### PROBLEM REQUIREMENTS
Output the data exactly, with every line intact.

(Records from a collection)
--- START ---
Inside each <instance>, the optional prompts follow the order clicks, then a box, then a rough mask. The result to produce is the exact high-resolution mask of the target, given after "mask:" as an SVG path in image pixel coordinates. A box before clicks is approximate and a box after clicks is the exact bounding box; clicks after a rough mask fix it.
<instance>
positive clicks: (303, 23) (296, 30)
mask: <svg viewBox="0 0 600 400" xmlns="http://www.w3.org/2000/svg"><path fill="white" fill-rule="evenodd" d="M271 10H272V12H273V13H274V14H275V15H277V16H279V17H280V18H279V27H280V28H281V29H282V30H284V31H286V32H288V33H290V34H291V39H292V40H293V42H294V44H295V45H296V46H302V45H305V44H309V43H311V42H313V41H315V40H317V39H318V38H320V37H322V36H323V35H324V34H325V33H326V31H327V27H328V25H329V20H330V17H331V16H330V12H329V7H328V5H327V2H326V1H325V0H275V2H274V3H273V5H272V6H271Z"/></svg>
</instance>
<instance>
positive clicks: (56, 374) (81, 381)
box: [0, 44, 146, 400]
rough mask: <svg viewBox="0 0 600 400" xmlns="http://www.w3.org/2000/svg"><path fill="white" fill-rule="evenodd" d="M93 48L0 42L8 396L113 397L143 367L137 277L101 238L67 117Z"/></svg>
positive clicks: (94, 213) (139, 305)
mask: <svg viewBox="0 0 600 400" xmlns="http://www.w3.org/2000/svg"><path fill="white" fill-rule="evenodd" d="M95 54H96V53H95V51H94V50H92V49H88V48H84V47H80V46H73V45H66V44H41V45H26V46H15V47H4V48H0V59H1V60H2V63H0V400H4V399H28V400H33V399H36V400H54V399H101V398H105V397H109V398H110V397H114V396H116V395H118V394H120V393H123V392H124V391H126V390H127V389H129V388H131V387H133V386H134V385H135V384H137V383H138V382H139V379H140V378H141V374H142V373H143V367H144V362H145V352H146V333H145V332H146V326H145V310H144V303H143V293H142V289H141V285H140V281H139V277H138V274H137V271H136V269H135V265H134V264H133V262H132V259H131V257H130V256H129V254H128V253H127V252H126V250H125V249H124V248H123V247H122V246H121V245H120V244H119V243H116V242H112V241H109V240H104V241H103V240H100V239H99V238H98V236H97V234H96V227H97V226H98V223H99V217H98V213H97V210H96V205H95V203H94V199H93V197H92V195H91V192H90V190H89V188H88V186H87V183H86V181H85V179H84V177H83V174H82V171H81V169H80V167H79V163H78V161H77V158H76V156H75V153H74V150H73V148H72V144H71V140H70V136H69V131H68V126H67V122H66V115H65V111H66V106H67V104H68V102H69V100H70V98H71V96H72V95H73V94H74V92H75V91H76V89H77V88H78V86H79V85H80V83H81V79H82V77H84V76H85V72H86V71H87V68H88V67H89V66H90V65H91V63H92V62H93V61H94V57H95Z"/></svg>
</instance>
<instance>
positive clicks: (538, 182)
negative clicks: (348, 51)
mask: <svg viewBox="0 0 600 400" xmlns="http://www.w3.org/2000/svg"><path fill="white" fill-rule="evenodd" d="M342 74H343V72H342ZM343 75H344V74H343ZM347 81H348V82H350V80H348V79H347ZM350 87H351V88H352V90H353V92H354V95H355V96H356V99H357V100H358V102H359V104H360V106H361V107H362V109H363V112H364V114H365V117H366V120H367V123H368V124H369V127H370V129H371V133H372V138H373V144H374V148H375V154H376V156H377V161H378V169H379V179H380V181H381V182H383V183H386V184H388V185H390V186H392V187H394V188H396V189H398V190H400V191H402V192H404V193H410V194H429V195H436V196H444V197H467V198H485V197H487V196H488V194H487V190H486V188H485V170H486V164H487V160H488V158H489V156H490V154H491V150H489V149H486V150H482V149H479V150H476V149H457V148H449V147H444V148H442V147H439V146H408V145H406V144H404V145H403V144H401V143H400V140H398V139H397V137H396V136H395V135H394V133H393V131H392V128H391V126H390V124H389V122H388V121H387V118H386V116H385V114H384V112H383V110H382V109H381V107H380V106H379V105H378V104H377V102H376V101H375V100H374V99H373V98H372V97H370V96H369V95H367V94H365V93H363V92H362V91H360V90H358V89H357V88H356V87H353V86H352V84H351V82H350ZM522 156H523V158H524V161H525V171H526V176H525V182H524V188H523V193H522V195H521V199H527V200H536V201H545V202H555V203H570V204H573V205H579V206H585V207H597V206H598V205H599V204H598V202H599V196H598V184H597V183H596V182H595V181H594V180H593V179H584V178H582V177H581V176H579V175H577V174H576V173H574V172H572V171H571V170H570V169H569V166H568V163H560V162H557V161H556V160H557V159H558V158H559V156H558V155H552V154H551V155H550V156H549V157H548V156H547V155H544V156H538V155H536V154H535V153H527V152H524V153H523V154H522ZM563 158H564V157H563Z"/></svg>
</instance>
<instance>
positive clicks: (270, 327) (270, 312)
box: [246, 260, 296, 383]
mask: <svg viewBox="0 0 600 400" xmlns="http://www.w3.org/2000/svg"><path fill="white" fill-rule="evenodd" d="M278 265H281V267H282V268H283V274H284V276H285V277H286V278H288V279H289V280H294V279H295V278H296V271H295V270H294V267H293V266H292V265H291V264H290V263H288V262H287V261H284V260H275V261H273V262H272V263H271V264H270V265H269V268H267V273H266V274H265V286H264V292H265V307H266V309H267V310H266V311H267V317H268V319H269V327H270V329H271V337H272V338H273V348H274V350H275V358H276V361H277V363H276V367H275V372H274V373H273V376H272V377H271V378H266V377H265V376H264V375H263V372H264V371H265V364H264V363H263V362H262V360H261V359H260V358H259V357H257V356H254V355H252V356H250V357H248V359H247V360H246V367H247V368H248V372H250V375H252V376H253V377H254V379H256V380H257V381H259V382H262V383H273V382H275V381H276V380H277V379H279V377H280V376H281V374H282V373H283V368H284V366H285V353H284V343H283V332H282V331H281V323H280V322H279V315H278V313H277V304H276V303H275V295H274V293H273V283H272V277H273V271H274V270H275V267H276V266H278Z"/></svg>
--- END ---
### PROBLEM SOLUTION
Inside each <instance>, the optional prompts follow the order clicks, then a box, then a rough mask. The result to produce is the exact high-resolution mask of the target, given after "mask:" as an SVG path in image pixel coordinates. A box before clicks is approximate and a box after clicks is the exact bounding box; clicks after a rough mask fix it.
<instance>
positive clicks: (303, 23) (296, 30)
mask: <svg viewBox="0 0 600 400" xmlns="http://www.w3.org/2000/svg"><path fill="white" fill-rule="evenodd" d="M271 10H272V12H273V13H274V14H275V15H277V16H279V17H280V18H279V27H280V28H281V29H282V30H284V31H286V32H288V33H290V34H291V39H292V40H293V42H294V44H295V45H296V46H302V45H305V44H309V43H311V42H313V41H315V40H317V39H318V38H320V37H322V36H323V35H324V34H325V33H326V31H327V27H328V25H329V20H330V17H331V16H330V12H329V7H328V5H327V2H326V1H325V0H275V2H274V3H273V5H272V6H271Z"/></svg>
</instance>
<instance>
positive clicks: (56, 374) (81, 381)
box: [0, 44, 146, 400]
rough mask: <svg viewBox="0 0 600 400" xmlns="http://www.w3.org/2000/svg"><path fill="white" fill-rule="evenodd" d="M93 48L0 42L8 396L113 397L143 367L137 277L101 238L67 117Z"/></svg>
positive clicks: (94, 213) (139, 305)
mask: <svg viewBox="0 0 600 400" xmlns="http://www.w3.org/2000/svg"><path fill="white" fill-rule="evenodd" d="M95 54H96V53H95V51H94V50H92V49H88V48H84V47H80V46H73V45H66V44H41V45H26V46H15V47H4V48H0V59H1V60H2V63H0V400H4V399H28V400H33V399H36V400H54V399H101V398H105V397H109V398H110V397H114V396H116V395H118V394H120V393H123V392H124V391H126V390H127V389H129V388H131V387H133V386H134V385H135V384H137V383H138V382H139V379H140V378H141V374H142V373H143V367H144V362H145V352H146V333H145V332H146V326H145V310H144V303H143V293H142V289H141V285H140V281H139V277H138V274H137V271H136V269H135V265H134V264H133V262H132V259H131V257H130V256H129V254H128V253H127V252H126V250H125V249H124V248H123V247H122V246H121V245H120V244H119V243H116V242H112V241H109V240H104V241H103V240H100V239H99V238H98V236H97V234H96V227H97V226H98V223H99V217H98V213H97V210H96V205H95V203H94V199H93V197H92V195H91V192H90V190H89V188H88V186H87V183H86V181H85V179H84V177H83V174H82V171H81V169H80V167H79V163H78V161H77V158H76V156H75V153H74V150H73V148H72V144H71V140H70V136H69V131H68V126H67V122H66V115H65V111H66V106H67V104H68V102H69V100H70V98H71V96H72V95H73V94H74V92H75V91H76V89H77V88H78V86H79V85H80V83H81V79H82V77H84V76H85V72H86V71H87V68H88V67H89V66H90V65H91V63H92V62H93V61H94V57H95Z"/></svg>
</instance>
<instance>
positive clicks: (538, 182)
negative clicks: (348, 51)
mask: <svg viewBox="0 0 600 400" xmlns="http://www.w3.org/2000/svg"><path fill="white" fill-rule="evenodd" d="M342 74H343V72H342ZM343 75H344V74H343ZM347 81H348V82H350V80H348V79H347ZM350 87H351V88H352V90H353V92H354V95H355V96H356V99H357V100H358V102H359V104H360V106H361V107H362V109H363V112H364V114H365V117H366V120H367V123H368V124H369V127H370V129H371V133H372V138H373V144H374V148H375V154H376V156H377V161H378V169H379V179H380V181H381V182H383V183H386V184H388V185H390V186H392V187H394V188H396V189H398V190H400V191H402V192H404V193H410V194H429V195H436V196H444V197H467V198H485V197H487V196H488V194H487V190H486V188H485V170H486V164H487V160H488V158H489V156H490V154H491V150H489V149H486V150H482V149H479V150H476V149H457V148H449V147H444V148H442V147H439V146H408V145H406V144H404V145H403V144H401V143H400V140H398V139H397V137H396V136H395V135H394V133H393V131H392V128H391V126H390V124H389V122H388V121H387V118H386V116H385V114H384V112H383V110H382V109H381V107H380V106H379V105H378V104H377V102H376V101H375V100H374V99H373V98H372V97H370V96H369V95H367V94H365V93H363V92H362V91H360V90H358V89H357V88H356V87H353V86H352V84H351V82H350ZM522 156H523V158H524V161H525V171H526V176H525V182H524V188H523V193H522V195H521V199H527V200H536V201H545V202H555V203H570V204H573V205H579V206H585V207H597V206H598V205H599V204H598V202H599V196H598V184H597V183H596V182H595V181H594V180H593V179H584V178H582V177H581V176H579V175H577V174H576V173H574V172H572V171H571V170H570V169H569V166H568V163H560V162H557V161H556V160H557V159H558V158H559V156H558V155H552V154H551V155H550V156H549V157H548V156H547V155H544V156H538V155H536V154H535V153H527V152H524V153H523V154H522ZM563 158H564V157H563Z"/></svg>
</instance>
<instance>
positive clicks: (270, 327) (270, 312)
box: [246, 260, 296, 383]
mask: <svg viewBox="0 0 600 400" xmlns="http://www.w3.org/2000/svg"><path fill="white" fill-rule="evenodd" d="M278 265H281V267H282V268H283V274H284V276H285V277H286V278H288V279H289V280H294V279H295V278H296V271H295V270H294V267H293V266H292V265H291V264H290V263H288V262H287V261H284V260H275V261H273V262H272V263H271V264H270V265H269V268H267V273H266V274H265V286H264V292H265V307H266V309H267V310H266V311H267V317H268V319H269V327H270V329H271V337H272V338H273V348H274V350H275V358H276V361H277V363H276V367H275V372H274V373H273V376H272V377H271V378H266V377H265V376H264V375H263V372H264V371H265V364H264V363H263V362H262V360H261V359H260V358H259V357H257V356H254V355H252V356H250V357H248V359H247V360H246V367H247V368H248V372H250V375H252V376H253V377H254V379H256V380H257V381H259V382H262V383H273V382H275V381H276V380H277V379H279V377H280V376H281V374H282V373H283V368H284V366H285V353H284V343H283V332H282V331H281V323H280V322H279V315H278V313H277V304H276V303H275V295H274V293H273V283H272V277H273V271H274V270H275V267H276V266H278Z"/></svg>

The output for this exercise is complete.